## Belge bölümü
Günümüzde kapitalistler bile kapitalizmden bahsediyor. Peki, Marx’ın tekrar güncel olmasının sebebi ne?
Geçtiğimiz Mayıs ayı ortalarında Berlin’deki Humboldt Üniversitesi’nde tanınmış şahsiyetlerin konuşmacı olarak katıldığı Marx’ın eseriyle ilgili bir konferans yapıldı. Almanya’da yayımlanan haftalık Die Zeit gazetesi, bu vesileyle İngiliz edebiyat bilimcisi Terry Eaglaton’a Marx’ta kendisini büyüleyenin ne olduğu sorusunu yöneltti. Die Zeit gazetesinin 19 Mayıs 2011 tarihli sayısında yayımlanan makaleyi olduğu gibi yayımlıyoruz.
Karl Marx’a methiye düzmek, Hun imparatoru Attila hakkında olumlu konuşmak kadar tuhaf gelebilir. Marx’ın düşüncesi, diktatörlüklerden, toplu katliamlardan ve ekonomik yıkıntıdan sorumlu değil miydi? Teorisinden çalışma kamplarına ve Stalin ismiyle bilinen Gürcistanlı paranoyak bir köylüye tapmaya doğrudan bir yol çıkan bir adamın lehine herhangi bir şey söylemek mümkün müdür? Yine Marx’ın diğer bir talebesi olan Mao, modern tarihin muhtemelen en büyük kitlesel kıyımından sorumlu değil miydi?

## Yazılı görev A
Listenin başından "box: [243, 809, 1229, 1175]" ifadesini içeren satıra kadar (o satır dahil) uzanan kısmı, boş satırları atlayarak "Sıra" ve "Satır" sütunlu bir Markdown tablosuna aktar. Görselleri tabloya alma.

Bir koleksiyondan çıkarılan veriler:
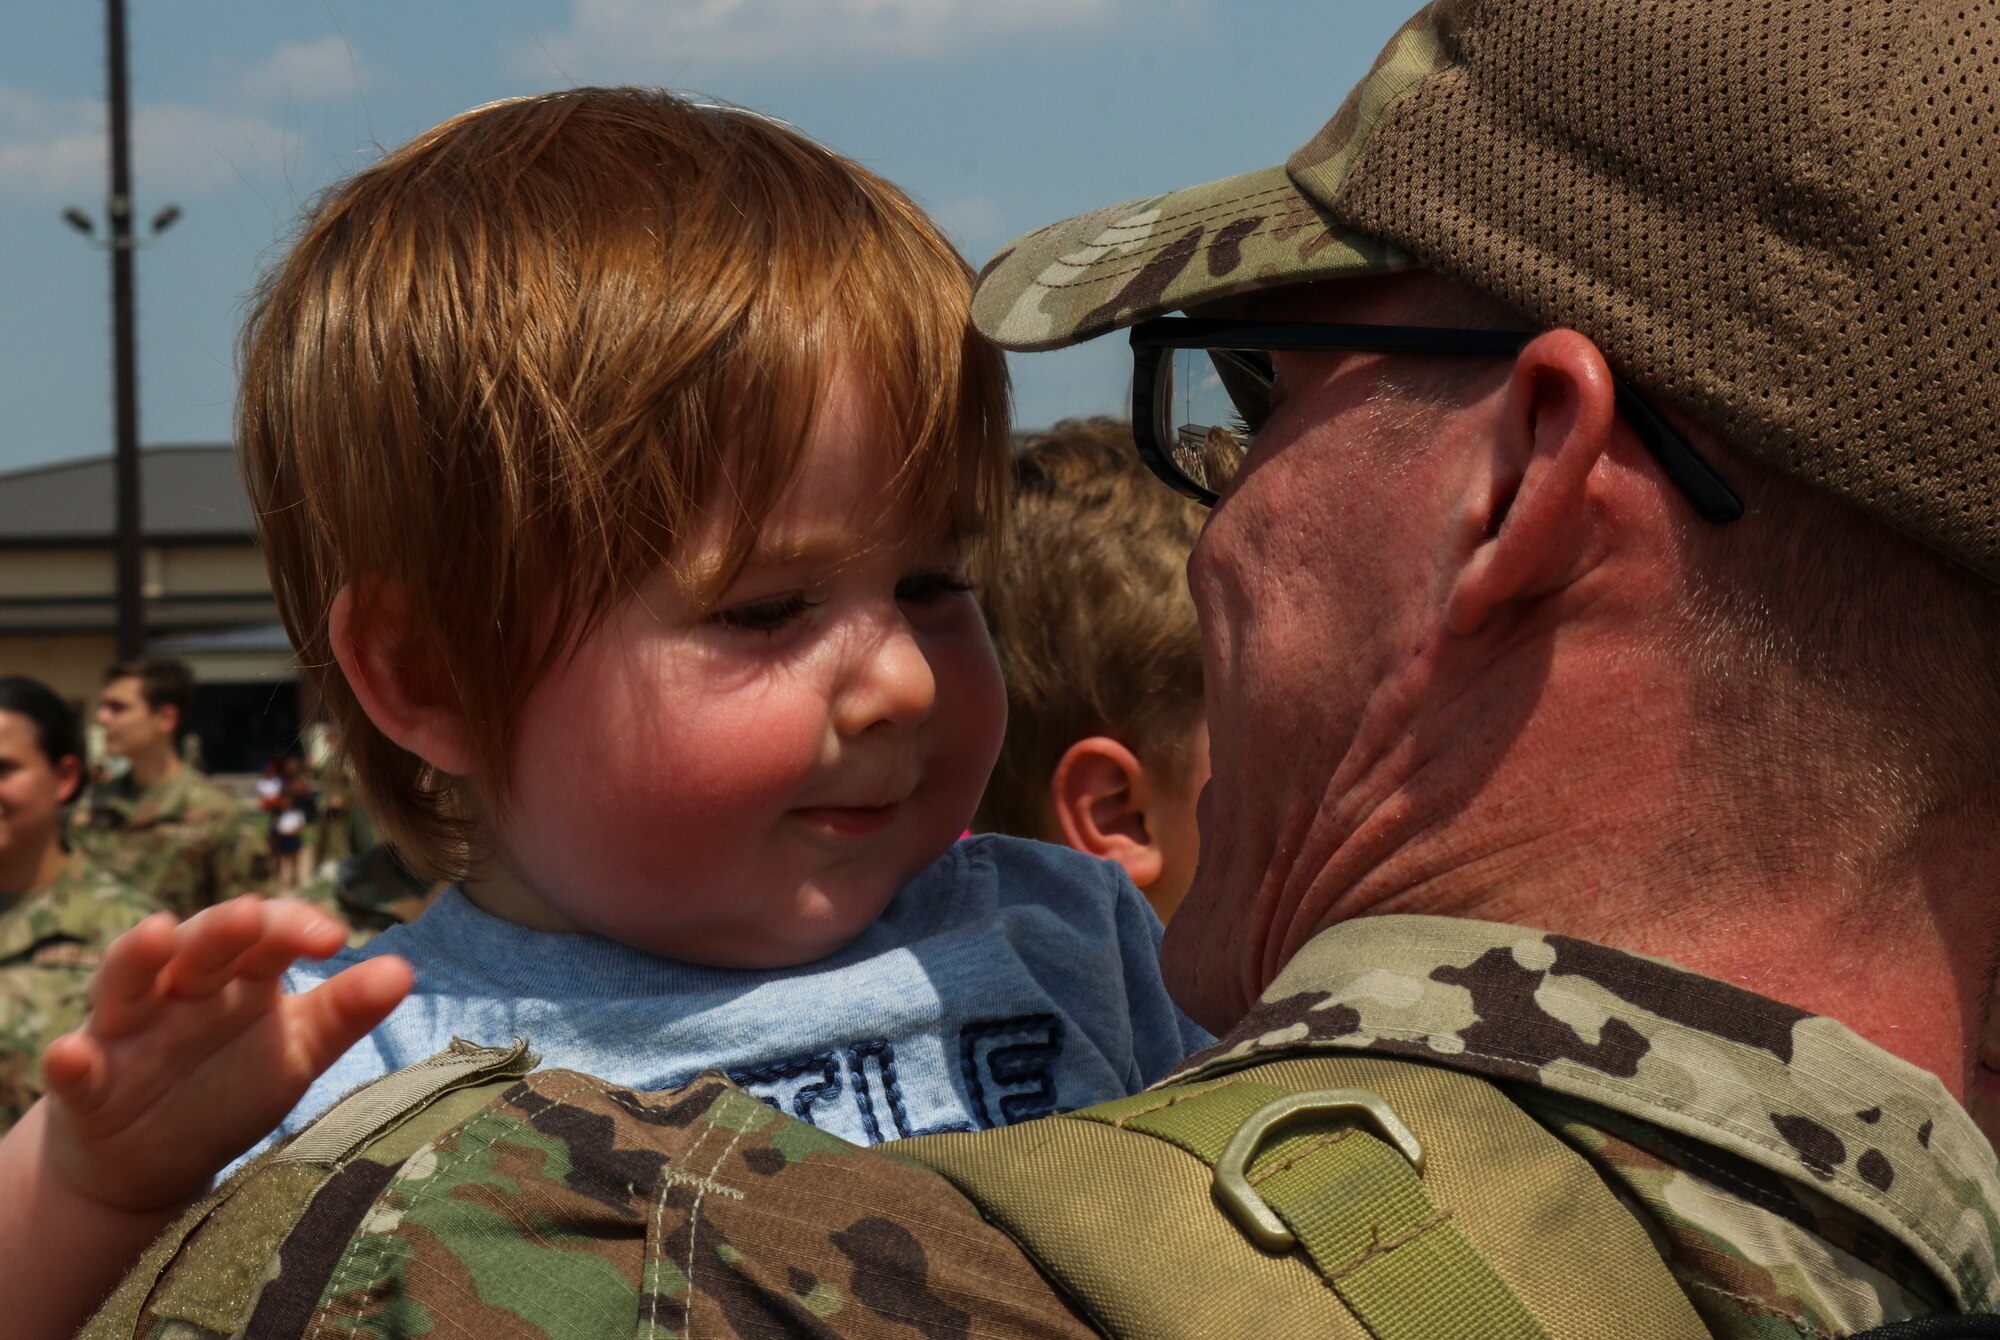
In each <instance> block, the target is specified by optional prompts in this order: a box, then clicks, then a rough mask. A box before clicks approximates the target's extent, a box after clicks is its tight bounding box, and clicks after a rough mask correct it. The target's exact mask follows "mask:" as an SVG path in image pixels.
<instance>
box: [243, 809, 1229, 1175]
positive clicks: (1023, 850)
mask: <svg viewBox="0 0 2000 1340" xmlns="http://www.w3.org/2000/svg"><path fill="white" fill-rule="evenodd" d="M376 954H402V956H404V958H408V960H410V964H412V966H414V968H416V990H414V992H412V994H410V998H408V1000H404V1002H402V1004H400V1006H396V1012H394V1014H390V1018H388V1020H386V1022H384V1024H382V1026H380V1028H376V1030H374V1032H372V1034H368V1036H366V1038H364V1040H362V1042H360V1044H356V1046H354V1048H352V1050H350V1052H348V1054H346V1056H342V1058H340V1060H338V1062H336V1064H334V1068H332V1070H328V1072H326V1074H324V1076H320V1080H318V1082H316V1084H314V1086H312V1088H310V1090H308V1092H306V1096H304V1100H302V1102H300V1104H298V1108H294V1110H292V1114H290V1116H288V1118H286V1122H284V1126H280V1134H284V1132H292V1130H298V1128H300V1126H304V1124H306V1122H308V1120H312V1118H314V1116H318V1114H320V1112H324V1110H326V1108H328V1106H332V1104H334V1100H338V1098H340V1096H342V1094H344V1092H348V1090H352V1088H354V1086H356V1084H364V1082H368V1080H374V1078H378V1076H382V1074H388V1072H390V1070H398V1068H402V1066H408V1064H412V1062H418V1060H424V1058H426V1056H432V1054H434V1052H440V1050H442V1048H444V1046H448V1044H450V1040H452V1038H466V1040H470V1042H480V1044H488V1046H504V1044H510V1042H512V1040H514V1038H516V1036H520V1038H528V1044H530V1048H532V1050H534V1052H538V1054H540V1056H542V1064H544V1066H556V1068H566V1070H582V1072H588V1074H594V1076H600V1078H604V1080H610V1082H612V1084H624V1086H630V1088H638V1090H654V1088H672V1086H678V1084H684V1082H688V1080H690V1078H694V1076H696V1074H700V1072H702V1070H724V1072H728V1074H730V1076H732V1078H734V1080H736V1082H738V1084H742V1086H744V1088H748V1090H750V1092H754V1094H758V1096H760V1098H764V1100H766V1102H770V1104H774V1106H778V1108H780V1110H784V1112H790V1114H792V1116H796V1118H800V1120H806V1122H812V1124H814V1126H820V1128H822V1130H830V1132H834V1134H838V1136H844V1138H848V1140H854V1142H858V1144H874V1142H876V1140H896V1138H900V1136H916V1134H924V1132H936V1130H976V1128H982V1126H1006V1124H1012V1122H1024V1120H1030V1118H1036V1116H1048V1114H1050V1112H1072V1110H1076V1108H1086V1106H1090V1104H1094V1102H1104V1100H1108V1098H1120V1096H1124V1094H1132V1092H1136V1090H1140V1088H1144V1086H1148V1084H1152V1082H1154V1080H1158V1078H1160V1076H1164V1074H1166V1072H1168V1070H1172V1068H1174V1066H1176V1064H1178V1062H1180V1060H1182V1058H1184V1056H1186V1054H1188V1052H1192V1050H1196V1048H1202V1046H1208V1042H1212V1038H1210V1036H1208V1034H1206V1032H1202V1030H1200V1028H1196V1026H1194V1024H1192V1022H1188V1018H1186V1016H1182V1012H1180V1010H1178V1008H1176V1006H1174V1002H1172V1000H1170V998H1168V994H1166V986H1164V984H1162V982H1160V918H1156V916H1154V912H1152V908H1150V906H1146V900H1144V898H1142V896H1140V892H1138V890H1136V888H1134V886H1132V882H1130V880H1128V878H1126V876H1124V872H1122V870H1120V868H1118V866H1114V864H1108V862H1100V860H1092V858H1088V856H1082V854H1078V852H1072V850H1068V848H1060V846H1048V844H1044V842H1028V840H1022V838H1000V836H978V838H966V840H962V842H958V844H954V846H952V850H948V852H946V854H944V856H940V858H938V860H936V862H934V864H932V866H930V868H928V870H924V872H922V874H920V876H916V878H914V880H912V882H910V884H908V886H906V888H902V892H898V894H896V898H894V902H890V906H888V910H886V912H884V914H882V918H880V920H878V922H876V924H874V926H870V928H868V930H866V932H862V936H860V938H858V940H854V942H852V944H848V946H846V948H844V950H840V952H838V954H832V956H828V958H822V960H818V962H812V964H804V966H798V968H776V970H738V968H704V966H698V964H686V962H676V960H668V958H656V956H652V954H646V952H642V950H634V948H630V946H626V944H618V942H614V940H604V938H600V936H590V934H552V932H544V930H528V928H524V926H516V924H512V922H502V920H498V918H494V916H488V914H484V912H480V910H478V908H474V906H472V904H470V902H466V898H464V896H462V894H460V892H458V888H448V890H446V892H444V894H440V898H438V900H436V902H434V904H432V906H430V910H428V912H424V916H422V918H418V920H416V922H414V924H410V926H396V928H390V930H386V932H384V934H380V936H376V938H374V940H370V942H368V944H366V946H362V948H358V950H348V952H344V954H340V956H336V958H332V960H326V962H320V964H302V966H298V968H294V970H292V972H290V974H288V980H286V984H288V986H290V988H292V990H294V992H296V990H306V988H310V986H314V984H318V982H322V980H326V978H328V976H332V974H334V972H338V970H340V968H346V966H348V964H354V962H360V960H364V958H374V956H376Z"/></svg>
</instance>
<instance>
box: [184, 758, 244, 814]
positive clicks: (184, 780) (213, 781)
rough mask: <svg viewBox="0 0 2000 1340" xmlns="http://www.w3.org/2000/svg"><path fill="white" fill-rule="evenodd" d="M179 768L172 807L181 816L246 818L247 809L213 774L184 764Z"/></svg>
mask: <svg viewBox="0 0 2000 1340" xmlns="http://www.w3.org/2000/svg"><path fill="white" fill-rule="evenodd" d="M180 772H182V774H180V778H176V782H178V788H176V796H174V800H176V804H174V810H176V812H178V814H180V818H184V820H230V822H234V820H244V818H248V814H250V812H248V810H246V808H244V804H242V802H240V800H238V798H236V796H234V794H230V792H228V788H224V786H222V784H220V782H216V780H214V778H212V776H208V774H206V772H198V770H194V768H186V766H184V768H182V770H180Z"/></svg>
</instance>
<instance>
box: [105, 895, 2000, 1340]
mask: <svg viewBox="0 0 2000 1340" xmlns="http://www.w3.org/2000/svg"><path fill="white" fill-rule="evenodd" d="M460 1048H464V1052H466V1054H470V1052H480V1048H470V1046H468V1044H458V1046H454V1052H448V1054H442V1056H440V1058H434V1060H432V1062H424V1066H414V1068H410V1070H404V1072H398V1074H396V1076H388V1078H384V1080H380V1082H378V1084H380V1086H382V1088H384V1092H390V1090H392V1088H394V1086H398V1084H408V1082H410V1076H414V1074H418V1072H420V1070H424V1068H436V1066H438V1064H440V1062H442V1064H446V1066H450V1064H462V1058H460V1056H458V1052H460ZM1322 1048H1338V1050H1348V1052H1368V1054H1372V1056H1378V1058H1384V1060H1390V1062H1396V1064H1432V1066H1450V1068H1460V1070H1470V1072H1474V1074H1478V1076H1484V1078H1488V1080H1492V1082H1496V1084H1500V1086H1502V1088H1504V1090H1506V1092H1508V1094H1510V1096H1512V1098H1514V1100H1516V1102H1518V1104H1520V1106H1522V1108H1524V1110H1528V1112H1530V1114H1534V1116H1538V1118H1540V1120H1542V1122H1544V1124H1546V1128H1550V1130H1552V1132H1554V1134H1556V1136H1558V1138H1562V1140H1566V1142H1568V1144H1570V1146H1572V1148H1574V1150H1578V1152H1580V1154H1582V1156H1584V1158H1586V1160H1588V1162H1590V1164H1592V1166H1594V1168H1596V1170H1598V1174H1600V1176H1602V1178H1604V1180H1606V1184H1608V1186H1610V1188H1612V1190H1614V1192H1616V1194H1618V1196H1620V1200H1622V1202H1624V1204H1626V1206H1628V1208H1630V1210H1632V1212H1634V1216H1636V1218H1638V1220H1640V1224H1644V1226H1646V1230H1648V1232H1650V1236H1652V1240H1654V1244H1656V1248H1658V1250H1660V1256H1662V1258H1664V1260H1666V1264H1668V1268H1670V1272H1672V1274H1674V1278H1676V1280H1678V1282H1680V1286H1682V1290H1684V1292H1686V1296H1688V1298H1690V1300H1692V1304H1694V1306H1696V1310H1698V1314H1700V1318H1702V1322H1704V1324H1706V1326H1710V1328H1712V1330H1714V1334H1718V1336H1760V1338H1774V1336H1784V1338H1788V1340H1790V1338H1796V1336H1842V1334H1848V1332H1854V1330H1860V1328H1868V1326H1876V1324H1882V1322H1888V1320H1900V1318H1908V1316H1916V1314H1928V1312H1938V1310H1986V1308H1990V1306H1992V1302H1994V1282H1996V1274H1994V1260H1996V1238H2000V1230H1996V1214H1994V1210H1996V1204H2000V1176H1996V1166H1994V1156H1992V1152H1990V1148H1988V1146H1986V1144H1984V1140H1982V1138H1980V1134H1978V1130H1976V1128H1974V1126H1972V1124H1970V1120H1968V1118H1966V1114H1964V1112H1962V1110H1960V1108H1958V1106H1956V1104H1954V1102H1952V1100H1950V1098H1948V1096H1946V1092H1944V1090H1942V1086H1940V1084H1938V1082H1936V1078H1932V1076H1928V1074H1924V1072H1920V1070H1916V1068H1914V1066H1910V1064H1904V1062H1900V1060H1896V1058H1892V1056H1888V1054H1886V1052H1882V1050H1878V1048H1874V1046H1872V1044H1868V1042H1862V1040H1860V1038H1856V1036H1854V1034H1852V1032H1850V1030H1846V1028H1842V1026H1840V1024H1834V1022H1832V1020H1826V1018H1818V1016H1810V1014H1802V1012H1798V1010H1792V1008H1788V1006H1782V1004H1776V1002H1772V1000H1764V998H1760V996H1754V994H1750V992H1744V990H1740V988H1734V986H1728V984H1724V982H1716V980H1710V978H1702V976H1696V974H1690V972H1684V970H1680V968H1674V966H1670V964H1664V962H1658V960H1650V958H1640V956H1634V954H1622V952H1616V950H1606V948H1602V946H1594V944H1586V942H1580V940H1570V938H1564V936H1554V934H1544V932H1536V930H1522V928H1514V926H1496V924H1484V922H1466V920H1446V918H1414V916H1380V918H1362V920H1356V922H1348V924H1344V926H1338V928H1332V930H1328V932H1324V934H1320V936H1318V938H1316V940H1312V942H1310V944H1308V946H1306V948H1304V950H1302V952H1300V954H1298V958H1294V962H1292V964H1290V966H1288V968H1286V972H1284V974H1282V976H1280V980H1278V982H1276V984H1274V986H1272V990H1270V992H1266V996H1264V1002H1262V1004H1260V1006H1258V1008H1256V1010H1252V1014H1250V1016H1248V1018H1246V1020H1244V1022H1242V1026H1240V1028H1238V1030H1236V1032H1234V1034H1230V1036H1228V1038H1224V1040H1222V1042H1220V1044H1218V1046H1214V1048H1212V1050H1210V1052H1204V1054H1200V1056H1196V1058H1192V1060H1190V1062H1188V1066H1186V1068H1184V1070H1182V1074H1180V1076H1176V1078H1202V1076H1214V1074H1228V1072H1244V1074H1254V1072H1256V1070H1254V1068H1256V1066H1260V1064H1262V1062H1266V1060H1276V1058H1294V1056H1298V1054H1304V1052H1314V1050H1322ZM522 1050H524V1048H516V1052H514V1054H512V1056H508V1054H504V1052H488V1054H486V1056H488V1058H498V1060H486V1062H480V1064H482V1066H484V1072H482V1074H478V1076H476V1078H478V1082H480V1084H484V1086H486V1088H472V1090H462V1092H460V1094H456V1096H446V1098H440V1100H436V1104H434V1118H432V1124H430V1126H426V1128H424V1130H402V1132H396V1134H390V1136H384V1138H382V1142H380V1144H372V1146H368V1152H366V1154H360V1156H342V1154H340V1150H342V1148H352V1140H354V1128H356V1126H364V1122H354V1120H344V1108H348V1106H350V1104H360V1102H366V1100H368V1096H370V1090H360V1094H356V1096H354V1098H350V1100H348V1102H344V1104H340V1106H336V1108H334V1112H332V1114H330V1116H328V1118H326V1120H324V1122H322V1124H318V1126H314V1128H308V1130H306V1132H304V1134H302V1136H298V1140H296V1142H294V1144H290V1146H284V1148H280V1150H276V1152H274V1154H268V1156H266V1158H264V1160H260V1162H258V1164H254V1166H252V1170H250V1172H246V1174H240V1176H238V1180H236V1182H232V1184H230V1186H228V1188H224V1192H220V1194H218V1202H210V1204H204V1206H198V1208H196V1210H194V1212H190V1214H188V1216H186V1218H184V1220H182V1224H178V1226H176V1228H174V1230H170V1234H168V1236H166V1238H162V1242H160V1244H156V1248H154V1256H152V1260H150V1264H142V1266H140V1270H138V1272H134V1276H132V1278H130V1280H128V1284H126V1286H124V1288H122V1300H124V1302H122V1304H120V1302H118V1300H114V1306H110V1308H108V1310H106V1316H100V1322H98V1324H94V1326H92V1328H88V1330H86V1332H84V1336H88V1338H90V1340H100V1338H110V1336H120V1338H122V1336H148V1340H152V1338H158V1336H166V1334H172V1336H184V1338H188V1340H218V1338H220V1336H228V1334H238V1336H240V1334H248V1336H336V1334H338V1336H372V1338H378V1340H390V1338H400V1336H412V1338H414V1336H446V1334H450V1336H494V1338H502V1340H556V1338H560V1340H574V1338H592V1340H594V1338H598V1336H620V1338H624V1336H648V1338H656V1340H668V1338H674V1336H750V1334H756V1336H812V1338H814V1340H840V1338H860V1336H902V1338H914V1336H952V1338H960V1336H974V1334H978V1336H1090V1334H1098V1332H1096V1330H1094V1328H1092V1324H1090V1322H1086V1320H1084V1318H1080V1316H1078V1314H1076V1312H1074V1310H1072V1306H1070V1302H1068V1300H1066V1296H1064V1294H1062V1292H1060V1290H1058V1286H1056V1284H1052V1282H1050V1280H1048V1278H1046V1276H1044V1274H1042V1272H1040V1270H1038V1268H1036V1264H1034V1262H1032V1260H1030V1258H1028V1256H1026V1254H1024V1252H1022V1248H1018V1246H1016V1244H1014V1242H1012V1238H1008V1236H1006V1234H1004V1232H1002V1230H1000V1228H996V1226H992V1224H988V1222H984V1220H982V1218H980V1216H978V1212H976V1210H974V1208H972V1206H970V1202H968V1200H966V1198H964V1196H960V1194H958V1190H956V1188H954V1186H952V1184H950V1182H946V1180H944V1178H940V1176H936V1174H932V1172H928V1170H926V1168H922V1166H916V1164H912V1162H906V1160H900V1158H894V1154H896V1144H886V1146H878V1148H876V1150H860V1148H854V1146H850V1144H844V1142H842V1140H836V1138H834V1136H828V1134H826V1132H820V1130H816V1128H812V1126H808V1124H804V1122H796V1120H790V1118H784V1116H780V1114H778V1112H774V1110H772V1108H768V1106H764V1104H760V1102H758V1100H756V1098H752V1096H748V1094H744V1092H742V1090H736V1088H732V1086H730V1084H728V1082H726V1080H722V1076H702V1078H700V1080H696V1082H692V1084H688V1086H684V1088H680V1090H674V1092H658V1094H636V1092H630V1090H622V1088H616V1086H612V1084H606V1082H602V1080H594V1078H590V1076H580V1074H574V1072H568V1070H542V1072H534V1074H524V1076H522V1072H524V1070H526V1068H528V1066H530V1064H532V1058H528V1056H522V1054H520V1052H522ZM514 1076H520V1078H514ZM1170 1082H1174V1080H1170ZM406 1092H408V1090H404V1096H402V1098H394V1102H398V1104H402V1106H396V1108H392V1110H396V1112H404V1110H406V1104H408V1096H406ZM346 1116H348V1118H352V1116H354V1114H352V1112H348V1114H346ZM1042 1120H1044V1122H1064V1120H1070V1118H1042ZM1032 1126H1034V1124H1030V1126H1016V1128H1012V1130H1010V1132H1006V1134H1008V1138H1012V1136H1016V1134H1020V1132H1026V1130H1030V1128H1032ZM1050 1138H1052V1140H1060V1136H1058V1134H1054V1132H1052V1134H1050ZM308 1146H312V1148H308ZM884 1154H888V1156H884ZM232 1192H234V1200H232ZM298 1206H304V1210H302V1212H300V1210H298ZM1202 1208H1208V1206H1206V1198H1202ZM274 1210H276V1218H278V1220H282V1228H272V1226H266V1224H268V1222H270V1216H272V1214H274ZM1190 1212H1194V1206H1192V1204H1190ZM190 1234H192V1236H190ZM204 1236H206V1238H208V1242H210V1244H212V1246H214V1244H218V1242H220V1240H236V1242H242V1244H248V1248H250V1250H248V1256H242V1254H238V1256H236V1258H234V1260H236V1264H234V1266H230V1268H226V1270H220V1272H218V1266H216V1256H214V1254H212V1252H210V1254H206V1256H204V1252H202V1242H204ZM182 1242H186V1246H182ZM224 1256H228V1252H224ZM1146 1268H1148V1262H1146V1260H1144V1258H1134V1260H1132V1262H1130V1270H1134V1272H1144V1270H1146ZM224 1274H226V1276H230V1278H236V1280H238V1282H240V1284H242V1286H246V1288H248V1296H244V1294H240V1292H234V1290H216V1280H220V1278H222V1276H224ZM1300 1278H1306V1280H1312V1288H1320V1284H1318V1280H1316V1278H1312V1276H1308V1274H1304V1272H1302V1276H1300ZM244 1298H248V1302H244ZM118 1318H126V1320H118Z"/></svg>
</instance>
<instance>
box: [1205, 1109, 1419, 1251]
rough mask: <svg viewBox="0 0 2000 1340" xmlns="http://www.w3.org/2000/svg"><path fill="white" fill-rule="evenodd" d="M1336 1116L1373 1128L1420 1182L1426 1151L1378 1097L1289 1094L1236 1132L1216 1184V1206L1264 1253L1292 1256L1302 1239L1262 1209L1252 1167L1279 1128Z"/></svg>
mask: <svg viewBox="0 0 2000 1340" xmlns="http://www.w3.org/2000/svg"><path fill="white" fill-rule="evenodd" d="M1336 1112H1342V1114H1350V1116H1356V1118H1360V1120H1358V1122H1356V1124H1360V1126H1368V1128H1372V1130H1374V1134H1378V1136H1382V1140H1384V1142H1386V1144H1392V1146H1394V1148H1396V1152H1400V1154H1402V1156H1404V1158H1406V1160H1410V1166H1412V1168H1414V1170H1416V1172H1418V1176H1422V1172H1424V1146H1422V1144H1420V1142H1418V1138H1416V1136H1414V1134H1410V1128H1408V1126H1404V1124H1402V1118H1400V1116H1396V1110H1394V1108H1390V1106H1388V1102H1384V1100H1382V1096H1380V1094H1374V1092H1370V1090H1366V1088H1314V1090H1308V1092H1304V1094H1286V1096H1284V1098H1276V1100H1272V1102H1266V1104H1264V1106H1262V1108H1258V1110H1256V1112H1252V1114H1250V1116H1246V1118H1244V1124H1242V1126H1238V1128H1236V1136H1232V1138H1230V1142H1228V1146H1226V1148H1224V1150H1222V1158H1218V1160H1216V1178H1214V1196H1216V1200H1218V1202H1222V1208H1224V1210H1226V1212H1228V1216H1230V1218H1232V1220H1236V1226H1238V1228H1242V1230H1244V1236H1246V1238H1250V1240H1252V1242H1254V1244H1258V1246H1260V1248H1264V1250H1266V1252H1290V1250H1292V1248H1294V1246H1296V1244H1298V1238H1296V1236H1294V1234H1292V1230H1290V1228H1286V1226H1284V1220H1280V1218H1278V1216H1276V1212H1272V1208H1270V1206H1268V1204H1264V1196H1260V1194H1258V1190H1256V1186H1252V1184H1250V1176H1248V1174H1250V1164H1252V1162H1254V1160H1256V1152H1258V1148H1262V1144H1264V1140H1266V1138H1270V1136H1272V1134H1274V1132H1276V1130H1278V1128H1280V1126H1290V1124H1292V1122H1298V1120H1300V1118H1308V1116H1328V1114H1336Z"/></svg>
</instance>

## Yazılı görev B
Marx hakkındaki yazıda "Karl Marx’a methiye" ile başlayıp "kıyımından sorumlu değil miydi?" ile biten kısmı hiç değiştirmeden tekrar yaz.

## Yanıt A
| Sıra | Satır |
|---|---|
| 1 | In each <instance> block, the target is specified by optional prompts in this order: a box, then clicks, then a rough mask. A box before clicks approximates the target's extent, a box after clicks is its tight bounding box, and clicks after a rough mask correct it. The target's exact mask follows "mask:" as an SVG path in image pixels. |
| 2 | <instance> |
| 3 | box: [243, 809, 1229, 1175] |

## Yanıt B
Karl Marx’a methiye düzmek, Hun imparatoru Attila hakkında olumlu konuşmak kadar tuhaf gelebilir. Marx’ın düşüncesi, diktatörlüklerden, toplu katliamlardan ve ekonomik yıkıntıdan sorumlu değil miydi? Teorisinden çalışma kamplarına ve Stalin ismiyle bilinen Gürcistanlı paranoyak bir köylüye tapmaya doğrudan bir yol çıkan bir adamın lehine herhangi bir şey söylemek mümkün müdür? Yine Marx’ın diğer bir talebesi olan Mao, modern tarihin muhtemelen en büyük kitlesel kıyımından sorumlu değil miydi?